__EXERCISE OBJECTIVE__: Put every line of the listing below into a JSON array of strings, one string per line, with blank lines dropped. Leave the pictures out.

Data listing:
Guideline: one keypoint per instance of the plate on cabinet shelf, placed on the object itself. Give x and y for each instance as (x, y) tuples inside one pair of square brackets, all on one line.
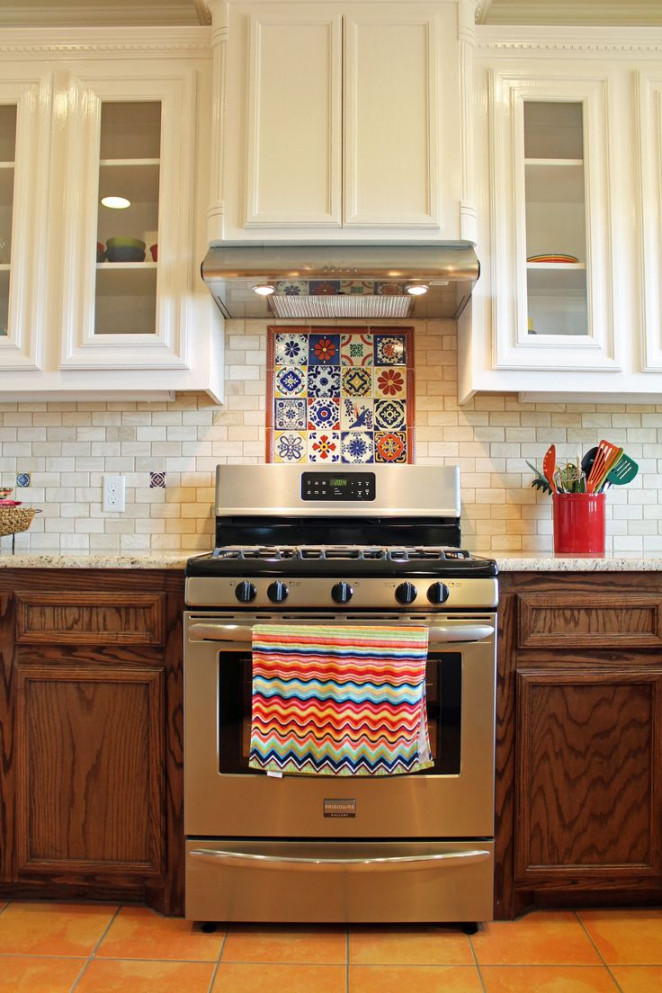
[(553, 258)]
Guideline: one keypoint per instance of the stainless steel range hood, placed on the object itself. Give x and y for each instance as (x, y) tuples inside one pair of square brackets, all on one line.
[(356, 280)]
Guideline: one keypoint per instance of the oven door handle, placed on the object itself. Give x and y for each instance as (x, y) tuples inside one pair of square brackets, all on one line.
[(289, 863), (436, 635)]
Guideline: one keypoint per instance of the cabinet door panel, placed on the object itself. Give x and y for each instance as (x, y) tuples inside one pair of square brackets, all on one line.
[(90, 770), (390, 121), (294, 128), (589, 769)]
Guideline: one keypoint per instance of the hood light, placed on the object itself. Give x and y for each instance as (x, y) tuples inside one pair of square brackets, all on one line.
[(116, 203)]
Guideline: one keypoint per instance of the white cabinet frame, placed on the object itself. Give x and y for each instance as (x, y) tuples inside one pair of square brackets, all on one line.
[(514, 347)]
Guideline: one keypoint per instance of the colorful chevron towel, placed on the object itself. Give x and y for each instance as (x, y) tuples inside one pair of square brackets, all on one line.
[(339, 701)]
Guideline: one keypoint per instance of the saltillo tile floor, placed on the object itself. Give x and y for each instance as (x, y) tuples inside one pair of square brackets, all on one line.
[(49, 947)]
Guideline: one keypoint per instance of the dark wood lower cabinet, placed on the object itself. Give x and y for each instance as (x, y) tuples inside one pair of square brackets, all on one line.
[(91, 715), (579, 740)]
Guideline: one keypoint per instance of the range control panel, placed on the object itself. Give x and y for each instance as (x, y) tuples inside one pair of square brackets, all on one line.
[(338, 486)]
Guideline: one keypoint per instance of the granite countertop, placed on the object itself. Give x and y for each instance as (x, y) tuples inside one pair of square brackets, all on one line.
[(507, 561)]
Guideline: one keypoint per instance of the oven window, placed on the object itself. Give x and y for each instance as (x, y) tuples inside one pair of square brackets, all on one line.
[(444, 705)]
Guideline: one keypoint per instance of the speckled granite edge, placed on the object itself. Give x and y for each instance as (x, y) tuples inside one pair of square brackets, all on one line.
[(612, 562), (54, 560)]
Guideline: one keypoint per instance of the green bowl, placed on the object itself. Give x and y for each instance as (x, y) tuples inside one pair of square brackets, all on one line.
[(126, 243)]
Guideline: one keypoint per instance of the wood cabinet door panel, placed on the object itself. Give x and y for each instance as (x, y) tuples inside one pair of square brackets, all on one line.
[(589, 766), (90, 618), (90, 769), (605, 620)]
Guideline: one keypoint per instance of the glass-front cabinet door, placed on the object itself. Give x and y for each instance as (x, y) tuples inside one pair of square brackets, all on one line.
[(553, 267), (128, 221)]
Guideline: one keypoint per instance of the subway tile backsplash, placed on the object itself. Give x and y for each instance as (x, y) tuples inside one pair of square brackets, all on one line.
[(65, 448)]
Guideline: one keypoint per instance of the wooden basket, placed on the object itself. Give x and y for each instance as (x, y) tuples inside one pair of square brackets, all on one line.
[(14, 519)]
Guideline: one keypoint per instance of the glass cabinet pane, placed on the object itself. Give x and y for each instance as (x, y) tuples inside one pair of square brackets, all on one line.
[(127, 228), (7, 153), (555, 208)]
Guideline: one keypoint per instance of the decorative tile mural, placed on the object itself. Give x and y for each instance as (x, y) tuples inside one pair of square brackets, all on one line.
[(340, 394)]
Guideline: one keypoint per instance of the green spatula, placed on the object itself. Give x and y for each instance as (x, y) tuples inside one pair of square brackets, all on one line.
[(624, 471)]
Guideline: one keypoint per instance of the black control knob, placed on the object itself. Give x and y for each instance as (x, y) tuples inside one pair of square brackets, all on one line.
[(245, 592), (342, 593), (406, 593), (438, 593), (278, 592)]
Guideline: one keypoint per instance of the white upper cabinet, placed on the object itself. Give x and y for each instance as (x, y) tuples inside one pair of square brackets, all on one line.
[(569, 171), (341, 120), (97, 300)]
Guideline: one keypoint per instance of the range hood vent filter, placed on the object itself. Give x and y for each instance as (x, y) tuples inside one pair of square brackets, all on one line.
[(349, 280), (341, 306)]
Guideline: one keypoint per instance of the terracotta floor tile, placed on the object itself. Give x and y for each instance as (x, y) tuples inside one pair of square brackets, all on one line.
[(540, 938), (629, 937), (234, 977), (141, 933), (22, 973), (399, 946), (547, 979), (115, 976), (261, 944), (638, 978), (414, 979), (44, 928)]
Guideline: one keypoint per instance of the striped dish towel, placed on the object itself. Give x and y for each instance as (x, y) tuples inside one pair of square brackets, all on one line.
[(339, 700)]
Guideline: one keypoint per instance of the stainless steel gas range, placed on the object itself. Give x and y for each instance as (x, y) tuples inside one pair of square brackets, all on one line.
[(350, 546)]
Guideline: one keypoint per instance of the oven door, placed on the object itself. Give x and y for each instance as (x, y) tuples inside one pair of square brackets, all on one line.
[(224, 798)]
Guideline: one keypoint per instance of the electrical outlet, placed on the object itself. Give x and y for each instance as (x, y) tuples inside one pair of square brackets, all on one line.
[(113, 494)]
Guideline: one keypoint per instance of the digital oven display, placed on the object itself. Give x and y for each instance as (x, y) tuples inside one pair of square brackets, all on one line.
[(355, 486)]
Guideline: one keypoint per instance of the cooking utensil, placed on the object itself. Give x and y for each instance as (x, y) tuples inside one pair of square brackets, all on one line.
[(549, 465), (623, 471), (604, 459)]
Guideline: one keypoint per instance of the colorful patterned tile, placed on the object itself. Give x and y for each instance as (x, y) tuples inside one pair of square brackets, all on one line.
[(402, 946), (638, 978), (45, 928), (356, 381), (324, 414), (290, 381), (390, 415), (290, 446), (540, 938), (324, 446), (274, 944), (415, 979), (391, 446), (390, 349), (324, 349), (547, 979), (356, 349), (390, 381), (141, 933), (291, 348), (627, 937), (290, 415), (356, 414), (323, 381), (253, 978), (329, 375), (116, 976), (357, 446)]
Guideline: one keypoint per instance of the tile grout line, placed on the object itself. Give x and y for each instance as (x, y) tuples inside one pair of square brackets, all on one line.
[(602, 958), (92, 954)]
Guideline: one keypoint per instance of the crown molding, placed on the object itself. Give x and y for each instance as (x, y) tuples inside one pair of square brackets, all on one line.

__RIGHT ANSWER__:
[
  "Guideline: one keypoint per instance of the plate on cabinet shelf, placed on the object itself. Give x and y for each instance as (x, y) tuples inside one pair of square brackets, all on one line.",
  "[(553, 258)]",
  "Guideline: one keypoint per instance of the stainless steel range hood, placed on the object itself. Give x and y for each instance as (x, y) tuples inside one pair of square brackets, all on one line.",
  "[(356, 280)]",
  "Guideline: one keypoint per instance of the oven door handle, placed on the object itself. Give x and y for each instance as (x, y) tuples inside one pair of square brackets, all on one line.",
  "[(289, 863), (436, 635)]",
  "Guideline: one keypoint per instance of the cabinet door panel, placed on the object itself. Give x and y for each instance as (x, y) tuples inside one pair of square brackets, all on one line.",
  "[(90, 770), (390, 121), (294, 128), (589, 769)]",
  "Guideline: one keypoint per instance of the hood light, placed on the object itself. Give x and y for each instance as (x, y) tuples inside one pair of square brackets, all on one line.",
  "[(116, 203)]",
  "Guideline: one keypoint per instance of the white cabinet frame, placed on the object itself. Give x and y for each instance as (x, y) tuples inside one pair of square brackets, all on one line.",
  "[(514, 347)]",
  "Guideline: one keypoint per instance of the colorful chevron towel, placed on the object itself. Give x and y for each instance as (x, y) tuples inside one pair of square brackets, all on one line.",
  "[(339, 701)]",
  "Guideline: one keypoint per instance of the saltillo tile floor, placed on the object itself. Give x and y for each instance as (x, y) tuples inside one pair of square brackets, all on one line.",
  "[(49, 947)]",
  "Guideline: one keypoint per instance of the dark wood lower cabinet, placed on the object itself. Give x and y for each instance as (x, y) tuples inside one pair of square brackets, all on one line.",
  "[(91, 715), (579, 740)]",
  "Guideline: one keypoint per instance of the range control panel, placed on the object itself. Give x and y for each instance as (x, y) tuples inside one pair of square brackets, all on one line.",
  "[(338, 486)]",
  "Guideline: one keypoint per instance of the granite countertop, placed on the object itself. Give x and y for each instance as (x, y) tuples inside one pair of square brackets, all on one line.",
  "[(507, 561)]",
  "Guideline: one keypoint per instance of the oven window, placed on the object itself. Give x and y for each instance as (x, y) tuples inside one pair of square brackets, all on one line.",
  "[(444, 705)]",
  "Guideline: one keypoint per instance of the speckled granite edge, placed on the object itself. Give x and y for each instance as (x, y) tuples inside one pair of square brackets, all on one line.",
  "[(612, 562), (54, 560)]",
  "Guideline: one keypoint per instance of the green bowl, placed on the object itself. Give x and y for each instance as (x, y) tuples inside one pair of square brackets, all on one line.",
  "[(126, 243)]",
  "Guideline: one keypoint per instance of the wood cabinet door panel, placed on the object itself. Give x and y for each instance as (x, y) tuples inside one pair of square brackets, all on one line.",
  "[(589, 766), (90, 618), (90, 769), (605, 620)]",
  "Guideline: one keypoint per instance of the glass-front cabinet door, placed on the object itself. Give x and y for each instance as (x, y) tuples inside one pair of square brackets, all on one line.",
  "[(553, 267), (128, 221)]",
  "Guideline: one keypoint per instance of the subway tile backsplash, placed on the object itself. Give x and y for each instance as (x, y) tuples inside one pair of square brackets, all on one line.",
  "[(65, 448)]",
  "Guideline: one keypoint per instance of the wooden basket, placed on the object itself. Give x and y for each instance as (x, y) tuples inside one pair of square brackets, all on one line.",
  "[(14, 519)]",
  "Guideline: one keypoint per instance of the glass cabinet pane, placed on the object itself. Give x and y for each instance as (x, y) tuples inside one pair of square brackets, all on one line.",
  "[(127, 228), (7, 153), (555, 208)]",
  "Guideline: one keypoint per instance of the decorative tile mural, placed on the object itself. Give x and y for each instance as (x, y) tuples inside one pair of square brackets, all on one line.",
  "[(340, 394)]",
  "Guideline: one keypoint per instance of the green spatula, placed on the object itself. Give x and y for each instance as (x, y) tuples inside one pair of square brackets, all on one line.",
  "[(624, 471)]",
  "Guideline: one keypoint per instance of the black control knob, placed on the object itself. Give x and y for each instance as (x, y) tuples inside one pair of square brackets, all on one line.",
  "[(245, 592), (342, 593), (406, 593), (438, 593), (278, 592)]",
  "Guideline: one keypoint per instance of the white upper cabinet, placed on the object itself. Give x and y for each instance as (x, y) tuples inside one pair of square brackets, all on one line.",
  "[(569, 171), (341, 120), (97, 300)]",
  "Guideline: one keypoint per instance of the range hood vent filter, placed on the object itself. Give x and y for each instance as (x, y) tuples inside one pair of square brackets, all on one line.",
  "[(349, 280), (341, 306)]",
  "Guideline: one keypoint per instance of the terracotta floor tile, placed on the object itself. Give x and y for each instance as (x, y) tuples inside one pair of square brackets, all on one line.",
  "[(540, 938), (629, 937), (234, 977), (141, 933), (22, 973), (399, 946), (547, 979), (115, 976), (261, 944), (638, 978), (414, 979), (44, 928)]",
  "Guideline: one keypoint per instance of the striped dish towel, placed on the object itself. Give x and y for each instance as (x, y) tuples inside one pair of square brackets, all on one line.",
  "[(339, 700)]",
  "Guideline: one keypoint per instance of the stainless steel gas range, placed on the object itself. Give x and y for each instance as (x, y) tuples inside one pair of square brackets, all on one line.",
  "[(350, 546)]",
  "Guideline: one keypoint per instance of the oven door, placed on the object itself. Give x and y for each instance as (x, y) tuples inside one pair of square brackets, all on one line.",
  "[(224, 798)]",
  "Guideline: one keypoint per instance of the electrical outlet, placed on the object itself. Give x and y for each instance as (x, y) tuples inside one pair of square brackets, all on one line.",
  "[(113, 494)]",
  "Guideline: one keypoint per instance of the digital oven display, placed on the object itself. Give x and y for each instance as (x, y) tuples inside one pair of square brackets, all on one line.",
  "[(355, 486)]",
  "Guideline: one keypoint per instance of the cooking utensil, placed on the object itself. Give x and y for each instance as (x, y) tuples inside one pair of square brackets, all on one line.",
  "[(549, 465), (623, 471), (604, 459)]",
  "Guideline: one keypoint per instance of the colorful patterned tile, placed on the object itself. Give x and y for each instance as (x, y) tuples inside one pair of square brackets, all on one line.",
  "[(402, 946), (638, 978), (45, 928), (356, 381), (324, 414), (290, 381), (390, 415), (290, 446), (540, 938), (324, 446), (274, 944), (415, 979), (391, 446), (390, 349), (324, 349), (547, 979), (356, 349), (390, 381), (141, 933), (291, 348), (627, 937), (290, 415), (356, 414), (323, 381), (253, 978), (329, 375), (116, 976), (357, 446)]",
  "Guideline: one keypoint per instance of the tile grout line, placed on the object itself. Give x and y for each instance as (x, y) tuples inside one pair of square brackets, all on one line.",
  "[(602, 958), (92, 954)]",
  "Guideline: one keypoint per instance of the crown molding, placed on the object itself. Give x and y for each instance as (x, y) tuples inside one pair of square brackets, all on one line."
]